[Entries from a point annotation set]
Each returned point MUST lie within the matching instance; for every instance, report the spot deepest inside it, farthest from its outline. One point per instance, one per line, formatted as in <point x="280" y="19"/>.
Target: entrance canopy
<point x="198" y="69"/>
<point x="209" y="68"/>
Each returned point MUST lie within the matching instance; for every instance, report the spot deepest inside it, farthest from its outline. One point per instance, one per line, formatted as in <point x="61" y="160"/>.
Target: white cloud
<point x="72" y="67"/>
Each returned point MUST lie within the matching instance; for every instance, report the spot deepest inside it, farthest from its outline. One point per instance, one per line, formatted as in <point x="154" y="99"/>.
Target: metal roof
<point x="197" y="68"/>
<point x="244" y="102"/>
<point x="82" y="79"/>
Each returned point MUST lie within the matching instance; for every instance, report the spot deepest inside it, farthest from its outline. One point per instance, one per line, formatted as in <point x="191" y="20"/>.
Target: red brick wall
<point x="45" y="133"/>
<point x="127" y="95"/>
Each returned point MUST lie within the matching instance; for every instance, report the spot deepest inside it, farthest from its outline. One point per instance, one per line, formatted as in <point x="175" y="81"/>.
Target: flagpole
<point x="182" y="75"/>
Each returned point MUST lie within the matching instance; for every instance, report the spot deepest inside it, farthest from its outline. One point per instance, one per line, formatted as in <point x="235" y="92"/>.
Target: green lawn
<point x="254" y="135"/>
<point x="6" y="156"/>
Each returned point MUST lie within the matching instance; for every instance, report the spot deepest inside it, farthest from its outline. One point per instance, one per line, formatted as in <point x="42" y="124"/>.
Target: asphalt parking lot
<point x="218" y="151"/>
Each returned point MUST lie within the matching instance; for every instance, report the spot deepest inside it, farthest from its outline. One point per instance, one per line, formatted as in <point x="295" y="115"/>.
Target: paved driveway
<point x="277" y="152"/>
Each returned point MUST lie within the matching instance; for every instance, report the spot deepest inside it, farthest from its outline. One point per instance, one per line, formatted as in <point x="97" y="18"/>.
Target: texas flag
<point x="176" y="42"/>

◆ What the task requires
Return every line exactly.

◆ Expected output
Each returned point MUST lie within the matching instance; for every instance, report the spot deepest inside it, farthest from its outline. One point per instance, one per line, formatted as in <point x="280" y="19"/>.
Target: entrance canopy
<point x="198" y="69"/>
<point x="209" y="68"/>
Each returned point MUST lie within the matching instance; for every instance, report the spot deepest inside it, farthest from its outline. One point per instance, one per line, formatted as in <point x="61" y="160"/>.
Target: white cloud
<point x="72" y="67"/>
Each returned point MUST lie within the matching instance; for every instance, report the spot deepest inside it, farthest from its outline. One point per instance, one per line, formatted as in <point x="154" y="99"/>.
Target: metal roof
<point x="197" y="68"/>
<point x="244" y="102"/>
<point x="82" y="79"/>
Each returned point MUST lie within the matching instance; for every instance, report the spot deepest inside it, farthest from its outline. One point per instance, one per line, formatted as in <point x="191" y="20"/>.
Target: red brick wall
<point x="45" y="133"/>
<point x="127" y="95"/>
Each returned point MUST lie within the matching instance; for every instance, report the spot deepest inside it, farthest from its outline. One point per instance, one per line, formatted as in <point x="175" y="81"/>.
Target: flagpole
<point x="182" y="75"/>
Each returned point MUST lie within the matching instance; for every instance, report the spot deepest inside it, farthest from its outline. One point per instance, one per line, formatted as in <point x="235" y="92"/>.
Target: green lawn
<point x="254" y="135"/>
<point x="6" y="156"/>
Each returned point MUST lie within the matching instance; for every instance, report the spot deepest inside it, farthest from its outline. One point per instance, one per line, formatted as in <point x="42" y="124"/>.
Target: asphalt parking lot
<point x="218" y="151"/>
Each returned point MUST lie within the matching instance; for every instance, report the spot deepest inside it, farthest from its outline. One point per instance, one per line, formatted as in <point x="295" y="115"/>.
Target: paved driveway
<point x="277" y="152"/>
Each returned point MUST lie within the matching instance; for every instance, report the spot deepest inside it, farthest from its outline. One point per instance, one per line, formatted as in <point x="97" y="18"/>.
Target: texas flag
<point x="176" y="42"/>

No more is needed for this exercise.